• **YOUR GOAL**: In the material below, express the lines from the one containing "around the bed?" up to and including the one containing "xmin=283 ymin=29 xmax=429 ymax=102" as a JSON list of strings, one string per line, with blank lines left out.

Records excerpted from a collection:
━━━━━━

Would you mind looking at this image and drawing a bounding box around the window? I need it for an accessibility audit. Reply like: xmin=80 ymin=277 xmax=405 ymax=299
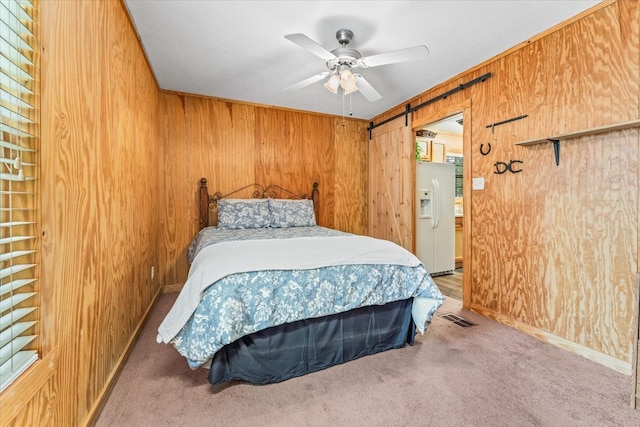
xmin=0 ymin=0 xmax=39 ymax=391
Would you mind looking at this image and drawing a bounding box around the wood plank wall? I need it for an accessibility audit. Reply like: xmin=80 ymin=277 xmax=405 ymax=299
xmin=160 ymin=93 xmax=367 ymax=285
xmin=374 ymin=0 xmax=640 ymax=372
xmin=0 ymin=0 xmax=163 ymax=426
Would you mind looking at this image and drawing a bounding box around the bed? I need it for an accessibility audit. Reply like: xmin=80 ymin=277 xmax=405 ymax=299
xmin=158 ymin=178 xmax=444 ymax=384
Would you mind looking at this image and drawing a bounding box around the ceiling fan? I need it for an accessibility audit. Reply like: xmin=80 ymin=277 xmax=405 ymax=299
xmin=283 ymin=29 xmax=429 ymax=102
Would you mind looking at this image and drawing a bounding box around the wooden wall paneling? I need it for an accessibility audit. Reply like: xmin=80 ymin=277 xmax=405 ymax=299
xmin=333 ymin=118 xmax=370 ymax=235
xmin=159 ymin=99 xmax=367 ymax=290
xmin=369 ymin=117 xmax=415 ymax=251
xmin=370 ymin=1 xmax=640 ymax=372
xmin=12 ymin=1 xmax=162 ymax=425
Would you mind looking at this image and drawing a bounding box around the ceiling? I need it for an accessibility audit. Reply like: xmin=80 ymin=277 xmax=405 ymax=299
xmin=124 ymin=0 xmax=599 ymax=120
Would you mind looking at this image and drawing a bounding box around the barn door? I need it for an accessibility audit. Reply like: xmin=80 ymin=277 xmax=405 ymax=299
xmin=368 ymin=115 xmax=415 ymax=252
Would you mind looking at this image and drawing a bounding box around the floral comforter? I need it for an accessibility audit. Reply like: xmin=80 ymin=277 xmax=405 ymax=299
xmin=158 ymin=226 xmax=444 ymax=368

━━━━━━

• **FINAL RESULT**:
[
  "Would you mind looking at this image and drawing a bounding box around the bed? I need it for an accessibility audit. Reply like: xmin=80 ymin=277 xmax=405 ymax=299",
  "xmin=158 ymin=178 xmax=444 ymax=384",
  "Would you mind looking at this image and drawing a bounding box around the ceiling fan? I need it for an accessibility audit. Reply like: xmin=80 ymin=277 xmax=405 ymax=299",
  "xmin=283 ymin=29 xmax=429 ymax=102"
]